(Source document):
Good day and welcome to the Independent Bank Corp. Fourth Quarter 2012 Earnings Call. [Operator Instructions] Please note this event is being recorded. Before proceeding, let me mention that this call may contain forward-looking statements with respect to the financial condition, results of operations and business of Independent Bank Corp. Actual results may be different. Independent Bank Corp. cautions you against unduly relying upon any forward-looking statements and disclaims any intent to publically -- to update publicly any forward-looking statements whether in response to new information, future events or otherwise. I would now like to turn the conference over to Mr. Christopher Oddleifson, President and CEO. Please go ahead.

Christopher Oddleifson

Analyst

Good morning and thank you for joining us today everybody. Denis Sheahan, our Chief Financial Officer will elaborate on our quarterly performance following my comments. Well, the fourth quarter was a great end to a great year. Core earnings in the fourth quarter reached $13.7 million or $0.61 per share and is well above last quarter’s $0.55 per share and a $0.54 a year ago. We are certainly encouraged by these results especially in light of the tough operating environment that persists in our industry. Beyond the numbers though, it is the consistency and quality of our performance that is most notable quarter in and quarter out all throughout the financial crisis. Of course, there is no magic here to our success; we just good old fashioned community banking led by excellent products, superb relationship building service, local market know-how, an inner-devised [ph] team and a strong and growing brand. Once again, strong fundamentals led the way for us as marked by healthy organic growth especially in the commercial side where we once again generated double-digit annualized growth. Now our commercial bankers are really getting after it. They are complementing our growth in size with an increased sophistication while retaining the touch and feel of community bankers. Our recent expansion initiatives in asset based lending and the newer regional offices are really paying off. Core deposit growth has kept pace with loan growth. This is incurring in both the consumer and commercial segment plus in particular strength on the demand deposit side and not only does it serve as a low cost source of funds, but provides us with excellent customer relationships as well. Fee income is becoming a growing source of revenues. We are seeing nice trends in deposit interchange and mortgage related activity along with investment management or…

Denis Sheahan

Analyst

Thank you, Chris. And good morning in the fourth quarter Independent Bank Corp. reported GAAP diluted earnings per share of $0.45 per share as compared to $0.53 per share in the third quarter, excluding merger costs in both quarters related to the acquisition of Central Bank Corp. as well as goodwill and impairments and proceeds from a life insurance policy that accrued in the prior quarter. Diluted earnings per share on an operating basis were $0.61 in the fourth quarter as compared to $0.55 in the third quarter of this year. For the full year 2012 Independent Bank Corp reported operating diluted earnings per share of $2.16 as compared to $2.12 in 2011. I will now cover a number of key topics. The Central Bank Corp. acquisition closed during the fourth quarter and we are pleased with the cost saves achieved thus far and are on-track to covert the Bank to Independent Bank Corp. systems in the first quarter of this year. As Chris mentioned, we are pleased with our integration progress and we are also on-track to deliver the 7% earnings per share accretion targeted for the acquisition. Loan and deposit levels were up sharply at year end inclusive of the acquired balances. Organic growth was excellent as well and we included an additional schedule in the financials accompanying the press release to help you understand these growth components. Commercial loans grew very strongly in the fourth quarter at 3% organically on an unannualized basis. As a result, the approved pipeline of new business at year end was at a 12 month low due to this high volume of closing activity much of this affected by tax driven loan activity at the end of the year. As we begin 2013, we expect slow growth in the first quarter as…

Operator

Operator

[Operator Instructions] And our first question today comes from Mark Fitzgibbon of Sandler O'Neill.

(Listed records):

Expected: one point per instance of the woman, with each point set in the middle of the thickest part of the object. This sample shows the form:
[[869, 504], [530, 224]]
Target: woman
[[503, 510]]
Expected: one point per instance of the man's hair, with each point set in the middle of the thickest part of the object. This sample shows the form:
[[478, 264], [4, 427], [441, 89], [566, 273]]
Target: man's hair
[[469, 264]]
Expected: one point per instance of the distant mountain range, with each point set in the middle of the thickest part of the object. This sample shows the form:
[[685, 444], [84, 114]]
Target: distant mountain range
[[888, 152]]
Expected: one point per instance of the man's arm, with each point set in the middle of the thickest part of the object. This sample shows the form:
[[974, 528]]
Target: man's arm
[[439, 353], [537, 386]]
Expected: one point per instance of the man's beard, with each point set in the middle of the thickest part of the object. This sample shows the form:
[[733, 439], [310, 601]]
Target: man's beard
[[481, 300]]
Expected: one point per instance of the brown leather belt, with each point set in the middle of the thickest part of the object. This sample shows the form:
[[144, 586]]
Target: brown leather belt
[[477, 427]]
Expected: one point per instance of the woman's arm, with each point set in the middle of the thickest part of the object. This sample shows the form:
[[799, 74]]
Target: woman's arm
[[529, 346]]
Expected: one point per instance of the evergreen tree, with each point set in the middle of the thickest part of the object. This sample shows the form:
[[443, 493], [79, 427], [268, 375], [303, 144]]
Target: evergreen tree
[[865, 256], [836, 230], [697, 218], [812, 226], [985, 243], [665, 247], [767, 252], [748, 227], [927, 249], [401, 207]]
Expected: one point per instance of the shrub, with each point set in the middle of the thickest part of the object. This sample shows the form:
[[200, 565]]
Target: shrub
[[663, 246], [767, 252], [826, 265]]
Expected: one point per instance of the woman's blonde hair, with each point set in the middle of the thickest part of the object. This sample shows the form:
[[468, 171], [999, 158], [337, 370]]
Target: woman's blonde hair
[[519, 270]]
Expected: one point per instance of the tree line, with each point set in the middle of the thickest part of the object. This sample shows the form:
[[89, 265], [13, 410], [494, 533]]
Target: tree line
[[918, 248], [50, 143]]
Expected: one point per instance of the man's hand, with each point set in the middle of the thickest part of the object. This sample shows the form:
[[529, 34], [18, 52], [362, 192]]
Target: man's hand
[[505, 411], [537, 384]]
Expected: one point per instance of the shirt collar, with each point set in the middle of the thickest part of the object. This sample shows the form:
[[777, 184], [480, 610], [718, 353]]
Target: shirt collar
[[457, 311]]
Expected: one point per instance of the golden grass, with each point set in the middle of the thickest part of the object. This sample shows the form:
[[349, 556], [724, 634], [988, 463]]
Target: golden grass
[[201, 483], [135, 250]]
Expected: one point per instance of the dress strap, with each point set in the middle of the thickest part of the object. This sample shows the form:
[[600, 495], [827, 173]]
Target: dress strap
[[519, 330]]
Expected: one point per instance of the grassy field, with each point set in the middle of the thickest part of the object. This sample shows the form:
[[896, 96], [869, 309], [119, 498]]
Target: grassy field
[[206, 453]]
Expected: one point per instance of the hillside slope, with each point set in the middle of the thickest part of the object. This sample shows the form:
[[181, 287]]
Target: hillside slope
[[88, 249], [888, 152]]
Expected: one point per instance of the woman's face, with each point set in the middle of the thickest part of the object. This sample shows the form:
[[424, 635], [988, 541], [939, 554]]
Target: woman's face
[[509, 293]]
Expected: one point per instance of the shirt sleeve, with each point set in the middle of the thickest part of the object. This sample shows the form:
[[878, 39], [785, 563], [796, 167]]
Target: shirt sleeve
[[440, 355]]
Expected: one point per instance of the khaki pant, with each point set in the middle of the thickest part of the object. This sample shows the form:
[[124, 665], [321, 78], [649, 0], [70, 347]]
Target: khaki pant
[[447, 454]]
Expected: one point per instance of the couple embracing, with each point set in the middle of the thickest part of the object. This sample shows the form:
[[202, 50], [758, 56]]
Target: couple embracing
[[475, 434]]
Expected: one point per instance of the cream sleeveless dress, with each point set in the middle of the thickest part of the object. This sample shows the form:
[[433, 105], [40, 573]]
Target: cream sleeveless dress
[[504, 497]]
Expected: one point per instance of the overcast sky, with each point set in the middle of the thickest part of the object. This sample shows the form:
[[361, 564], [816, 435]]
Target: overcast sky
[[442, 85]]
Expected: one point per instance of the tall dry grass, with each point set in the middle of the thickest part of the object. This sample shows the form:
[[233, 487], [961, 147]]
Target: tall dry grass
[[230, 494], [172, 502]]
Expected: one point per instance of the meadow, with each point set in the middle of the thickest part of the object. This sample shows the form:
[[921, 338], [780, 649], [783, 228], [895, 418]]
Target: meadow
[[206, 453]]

(Aim A):
Transcribe the earnings call transcript word for word, between "Good day and" and "Please go ahead.", inclusive.
(Aim B):
Based on the earnings call transcript, does each statement agree with it? Answer yes or no for each, quoting the deciding words.
(i) Core earnings in the fourth quarter were $13.7 million.
(ii) Operating diluted earnings per share for full year 2012 were lower than in 2011.
(iii) At year end, the approved pipeline of new business was at a 12 month high.
(Aim C):
Pick up the earnings call transcript after its final sentence and write what follows.

(Answer A):
Good day and welcome to the Independent Bank Corp. Fourth Quarter 2012 Earnings Call. [Operator Instructions] Please note this event is being recorded. Before proceeding, let me mention that this call may contain forward-looking statements with respect to the financial condition, results of operations and business of Independent Bank Corp. Actual results may be different. Independent Bank Corp. cautions you against unduly relying upon any forward-looking statements and disclaims any intent to publically -- to update publicly any forward-looking statements whether in response to new information, future events or otherwise. I would now like to turn the conference over to Mr. Christopher Oddleifson, President and CEO. Please go ahead.

(Answer B):
(i) Yes: "Core earnings in the fourth quarter reached $13.7 million or $0.61 per share"
(ii) No: "For the full year 2012 Independent Bank Corp reported operating diluted earnings per share of $2.16 as compared to $2.12 in 2011"
(iii) No: "the approved pipeline of new business at year end was at a 12 month low"

(Answer C):
Mark Fitzgibbon

Analyst

First question is on the cost of funds; your cost of funds is great at 49 basis points, it’s well below your peers. I guess the question I have for you is, do you feel like you still have some flexibility to take bills liability cost lower?

Denis Sheahan

Analyst

Mark, not particularly. If we do it's very modest. I mean you know that the rate is decreased in our cost of funds has really slowed and you know 25 basis points of cost of deposits it’s challenging. It’s slight though we are very focused on growing core DDA and that's a very effective, have been very effective for us and we are going to continue to focus on that in 2013. But to answer your question directly there isn't much more room to reduce that cost of funds unfortunately.

Mark Fitzgibbon

Analyst

Okay, and then secondly on the Central deal sort of a 2 part question, first any big surprises, positive or negative that would come out of the transaction? And secondly, I thought you had mentioned in your earlier comments that all of the cost savings were extracted already from Central but you are happy you are not doing the systems conversion until sometime in the first quarter here. I guess I wondered if you could just clarify that and perhaps give us a sense for what the exact timing of extracting all those costs will be?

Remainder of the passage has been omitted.